= Required work =
Transcribe the lines of the records starting with the one that has "Each instance receives one keypoint. Mark the white vanity" in it and ending with the last, and transcribe nothing else.

## begin Material for this exercise

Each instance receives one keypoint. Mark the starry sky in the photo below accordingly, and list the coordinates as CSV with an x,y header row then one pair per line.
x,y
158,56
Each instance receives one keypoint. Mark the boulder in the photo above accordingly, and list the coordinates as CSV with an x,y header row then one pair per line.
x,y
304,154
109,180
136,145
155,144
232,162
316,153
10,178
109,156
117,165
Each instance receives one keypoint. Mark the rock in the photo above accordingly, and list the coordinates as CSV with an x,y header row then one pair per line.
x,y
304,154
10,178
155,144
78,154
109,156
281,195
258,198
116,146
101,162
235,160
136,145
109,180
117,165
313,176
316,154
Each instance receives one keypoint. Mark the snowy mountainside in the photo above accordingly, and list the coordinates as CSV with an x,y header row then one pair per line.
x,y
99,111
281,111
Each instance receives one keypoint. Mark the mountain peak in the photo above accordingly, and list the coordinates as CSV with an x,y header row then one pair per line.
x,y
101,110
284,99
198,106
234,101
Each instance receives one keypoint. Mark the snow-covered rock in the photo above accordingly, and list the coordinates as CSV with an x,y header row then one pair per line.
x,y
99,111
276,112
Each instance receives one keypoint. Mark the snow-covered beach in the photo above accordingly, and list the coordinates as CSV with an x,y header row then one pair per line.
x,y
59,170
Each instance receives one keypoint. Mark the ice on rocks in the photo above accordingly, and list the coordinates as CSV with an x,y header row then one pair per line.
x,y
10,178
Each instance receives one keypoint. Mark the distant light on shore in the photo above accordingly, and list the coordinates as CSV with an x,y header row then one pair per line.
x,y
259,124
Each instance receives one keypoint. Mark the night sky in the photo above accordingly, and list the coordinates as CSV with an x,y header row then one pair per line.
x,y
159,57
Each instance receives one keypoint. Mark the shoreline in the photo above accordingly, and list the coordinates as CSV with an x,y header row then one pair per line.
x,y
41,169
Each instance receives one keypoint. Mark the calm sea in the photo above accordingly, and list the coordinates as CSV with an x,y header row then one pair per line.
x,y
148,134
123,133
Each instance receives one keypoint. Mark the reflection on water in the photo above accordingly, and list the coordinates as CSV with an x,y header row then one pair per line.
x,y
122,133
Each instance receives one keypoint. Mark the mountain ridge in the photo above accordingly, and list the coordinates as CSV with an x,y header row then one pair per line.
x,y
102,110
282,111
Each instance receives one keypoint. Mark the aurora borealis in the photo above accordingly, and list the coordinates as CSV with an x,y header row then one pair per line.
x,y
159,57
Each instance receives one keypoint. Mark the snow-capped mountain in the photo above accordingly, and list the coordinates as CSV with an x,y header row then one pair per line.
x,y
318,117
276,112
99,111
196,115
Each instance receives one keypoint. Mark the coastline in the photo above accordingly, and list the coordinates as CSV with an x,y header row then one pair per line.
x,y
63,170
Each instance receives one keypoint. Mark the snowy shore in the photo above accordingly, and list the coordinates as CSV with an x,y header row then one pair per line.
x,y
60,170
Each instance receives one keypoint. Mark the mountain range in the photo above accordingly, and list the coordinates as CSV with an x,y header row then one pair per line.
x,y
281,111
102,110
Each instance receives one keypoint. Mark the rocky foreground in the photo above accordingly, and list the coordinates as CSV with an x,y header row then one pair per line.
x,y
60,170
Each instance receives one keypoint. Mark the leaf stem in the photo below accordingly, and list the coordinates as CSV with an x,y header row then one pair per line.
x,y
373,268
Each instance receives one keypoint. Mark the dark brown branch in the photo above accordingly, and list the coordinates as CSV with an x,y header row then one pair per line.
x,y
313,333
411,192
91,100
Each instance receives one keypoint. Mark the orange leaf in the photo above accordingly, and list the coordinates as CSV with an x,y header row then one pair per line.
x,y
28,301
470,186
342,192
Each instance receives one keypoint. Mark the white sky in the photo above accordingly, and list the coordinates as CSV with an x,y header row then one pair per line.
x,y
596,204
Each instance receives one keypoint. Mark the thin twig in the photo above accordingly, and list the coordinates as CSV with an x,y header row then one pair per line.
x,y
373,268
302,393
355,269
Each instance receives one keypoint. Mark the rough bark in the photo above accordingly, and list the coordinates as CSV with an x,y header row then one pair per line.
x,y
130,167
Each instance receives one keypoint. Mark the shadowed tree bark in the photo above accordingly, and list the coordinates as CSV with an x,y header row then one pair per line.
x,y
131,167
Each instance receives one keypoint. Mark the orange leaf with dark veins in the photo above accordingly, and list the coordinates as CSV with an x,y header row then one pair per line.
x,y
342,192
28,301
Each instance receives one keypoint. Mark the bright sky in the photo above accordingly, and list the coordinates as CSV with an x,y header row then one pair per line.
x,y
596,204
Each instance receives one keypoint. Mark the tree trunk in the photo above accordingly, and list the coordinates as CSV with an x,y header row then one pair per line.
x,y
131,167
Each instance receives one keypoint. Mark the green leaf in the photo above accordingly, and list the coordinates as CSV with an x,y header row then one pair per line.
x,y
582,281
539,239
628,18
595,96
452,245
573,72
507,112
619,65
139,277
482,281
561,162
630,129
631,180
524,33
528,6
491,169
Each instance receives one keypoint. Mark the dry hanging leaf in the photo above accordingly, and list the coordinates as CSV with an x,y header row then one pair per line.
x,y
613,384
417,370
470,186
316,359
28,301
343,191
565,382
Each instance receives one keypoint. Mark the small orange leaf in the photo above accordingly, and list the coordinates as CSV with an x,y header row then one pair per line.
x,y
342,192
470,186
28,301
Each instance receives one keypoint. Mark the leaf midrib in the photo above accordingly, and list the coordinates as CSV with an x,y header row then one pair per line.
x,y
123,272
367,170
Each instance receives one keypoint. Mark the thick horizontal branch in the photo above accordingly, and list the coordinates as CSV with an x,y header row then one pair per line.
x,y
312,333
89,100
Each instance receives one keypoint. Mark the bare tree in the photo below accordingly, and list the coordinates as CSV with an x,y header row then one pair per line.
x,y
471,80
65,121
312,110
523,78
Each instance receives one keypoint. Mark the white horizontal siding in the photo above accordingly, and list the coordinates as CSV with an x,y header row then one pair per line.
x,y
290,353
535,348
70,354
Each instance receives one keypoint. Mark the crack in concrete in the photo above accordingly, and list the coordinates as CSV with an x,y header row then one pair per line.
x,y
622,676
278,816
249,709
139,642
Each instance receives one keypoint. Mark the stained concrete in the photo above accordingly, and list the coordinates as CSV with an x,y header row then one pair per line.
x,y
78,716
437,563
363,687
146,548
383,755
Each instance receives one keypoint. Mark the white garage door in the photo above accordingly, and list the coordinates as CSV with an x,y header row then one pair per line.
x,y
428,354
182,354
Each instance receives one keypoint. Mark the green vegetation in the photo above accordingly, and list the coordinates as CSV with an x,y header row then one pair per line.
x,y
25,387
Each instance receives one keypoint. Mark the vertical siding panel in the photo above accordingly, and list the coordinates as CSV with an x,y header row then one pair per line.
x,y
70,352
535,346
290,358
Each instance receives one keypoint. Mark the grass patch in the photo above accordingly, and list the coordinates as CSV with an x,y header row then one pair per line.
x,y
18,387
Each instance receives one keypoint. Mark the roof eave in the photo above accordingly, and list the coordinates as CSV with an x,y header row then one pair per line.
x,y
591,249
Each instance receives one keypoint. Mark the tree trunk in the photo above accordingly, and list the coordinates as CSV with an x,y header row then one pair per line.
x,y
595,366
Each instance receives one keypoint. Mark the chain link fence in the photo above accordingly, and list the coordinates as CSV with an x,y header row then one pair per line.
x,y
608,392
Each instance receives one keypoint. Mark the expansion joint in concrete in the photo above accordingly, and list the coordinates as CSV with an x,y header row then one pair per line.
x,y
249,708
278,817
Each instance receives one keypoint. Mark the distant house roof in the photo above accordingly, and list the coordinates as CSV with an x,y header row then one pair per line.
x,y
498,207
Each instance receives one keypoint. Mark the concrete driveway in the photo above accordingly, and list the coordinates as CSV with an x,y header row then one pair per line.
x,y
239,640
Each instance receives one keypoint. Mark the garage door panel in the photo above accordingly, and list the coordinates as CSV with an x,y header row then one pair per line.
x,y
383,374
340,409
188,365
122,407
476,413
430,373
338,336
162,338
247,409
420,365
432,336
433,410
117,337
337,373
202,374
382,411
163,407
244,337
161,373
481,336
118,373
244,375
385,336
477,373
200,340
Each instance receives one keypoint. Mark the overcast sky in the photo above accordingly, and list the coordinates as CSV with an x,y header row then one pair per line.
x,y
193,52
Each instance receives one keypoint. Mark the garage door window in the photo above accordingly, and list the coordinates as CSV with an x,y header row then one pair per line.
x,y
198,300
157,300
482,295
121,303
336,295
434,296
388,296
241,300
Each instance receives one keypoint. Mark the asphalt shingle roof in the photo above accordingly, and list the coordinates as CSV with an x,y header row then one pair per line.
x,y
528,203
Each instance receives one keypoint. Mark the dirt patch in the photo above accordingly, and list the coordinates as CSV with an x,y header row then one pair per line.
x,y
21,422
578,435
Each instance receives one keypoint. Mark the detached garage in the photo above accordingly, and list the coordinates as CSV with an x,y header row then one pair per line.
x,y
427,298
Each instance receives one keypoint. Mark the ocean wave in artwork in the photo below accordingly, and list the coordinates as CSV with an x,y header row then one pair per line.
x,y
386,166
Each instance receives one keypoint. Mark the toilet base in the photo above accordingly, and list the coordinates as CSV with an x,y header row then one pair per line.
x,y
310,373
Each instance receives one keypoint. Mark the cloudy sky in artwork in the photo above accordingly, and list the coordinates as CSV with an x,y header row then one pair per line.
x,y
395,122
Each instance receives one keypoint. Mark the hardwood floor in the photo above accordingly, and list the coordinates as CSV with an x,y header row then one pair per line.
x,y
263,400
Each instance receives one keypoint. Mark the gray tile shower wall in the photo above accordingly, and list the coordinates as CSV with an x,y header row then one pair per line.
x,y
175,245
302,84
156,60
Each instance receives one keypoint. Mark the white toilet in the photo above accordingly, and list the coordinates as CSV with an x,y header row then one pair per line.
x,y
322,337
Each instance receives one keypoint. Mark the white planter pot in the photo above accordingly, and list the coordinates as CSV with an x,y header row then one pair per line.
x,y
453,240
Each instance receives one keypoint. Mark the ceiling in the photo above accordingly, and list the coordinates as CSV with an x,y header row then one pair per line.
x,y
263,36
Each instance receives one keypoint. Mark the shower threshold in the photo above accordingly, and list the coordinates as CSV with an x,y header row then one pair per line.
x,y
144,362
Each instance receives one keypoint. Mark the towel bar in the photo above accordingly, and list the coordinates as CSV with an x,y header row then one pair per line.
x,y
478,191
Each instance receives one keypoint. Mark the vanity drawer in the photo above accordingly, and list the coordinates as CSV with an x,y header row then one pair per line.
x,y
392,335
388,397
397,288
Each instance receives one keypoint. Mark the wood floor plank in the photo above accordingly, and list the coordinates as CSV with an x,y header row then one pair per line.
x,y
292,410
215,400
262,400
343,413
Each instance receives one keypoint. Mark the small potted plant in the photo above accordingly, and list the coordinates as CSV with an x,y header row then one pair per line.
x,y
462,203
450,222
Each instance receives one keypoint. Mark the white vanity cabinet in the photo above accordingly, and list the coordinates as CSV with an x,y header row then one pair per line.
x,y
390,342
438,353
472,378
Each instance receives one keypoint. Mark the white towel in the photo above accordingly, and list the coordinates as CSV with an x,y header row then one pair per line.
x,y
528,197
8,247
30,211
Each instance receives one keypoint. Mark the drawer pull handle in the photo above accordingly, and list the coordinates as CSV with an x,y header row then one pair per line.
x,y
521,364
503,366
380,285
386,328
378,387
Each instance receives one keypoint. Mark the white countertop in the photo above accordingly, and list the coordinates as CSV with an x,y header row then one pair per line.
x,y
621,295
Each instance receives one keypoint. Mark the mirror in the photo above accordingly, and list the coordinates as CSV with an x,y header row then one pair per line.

## end Material for this exercise

= Response to the exercise =
Each instance receives one keypoint. Mark the white vanity cabinet in the photo above accordingly, and list the coordinates as CSV with an x,y header row then one pair per line.
x,y
390,342
438,353
472,378
Each instance receives one keypoint. Mark the white towel in the photo above accordingly, and list the coordinates as CSV with an x,y header row then one pair per line.
x,y
528,197
8,247
30,211
Each instance receives one keypoint. Mark the drawer pull handle in the photo above accordingly, and list the coordinates as CSV with an x,y header row then one pair per line.
x,y
521,364
503,366
380,285
386,328
378,387
Each instance receives one keypoint. Mark the white countertop in the photo above accordingly, and list the coordinates as CSV with an x,y header row then one pair per line.
x,y
621,295
Each instance receives one keypoint. Mark the mirror in the photo above accordingly, and list the coordinates as CSV with an x,y header row then one pair per line.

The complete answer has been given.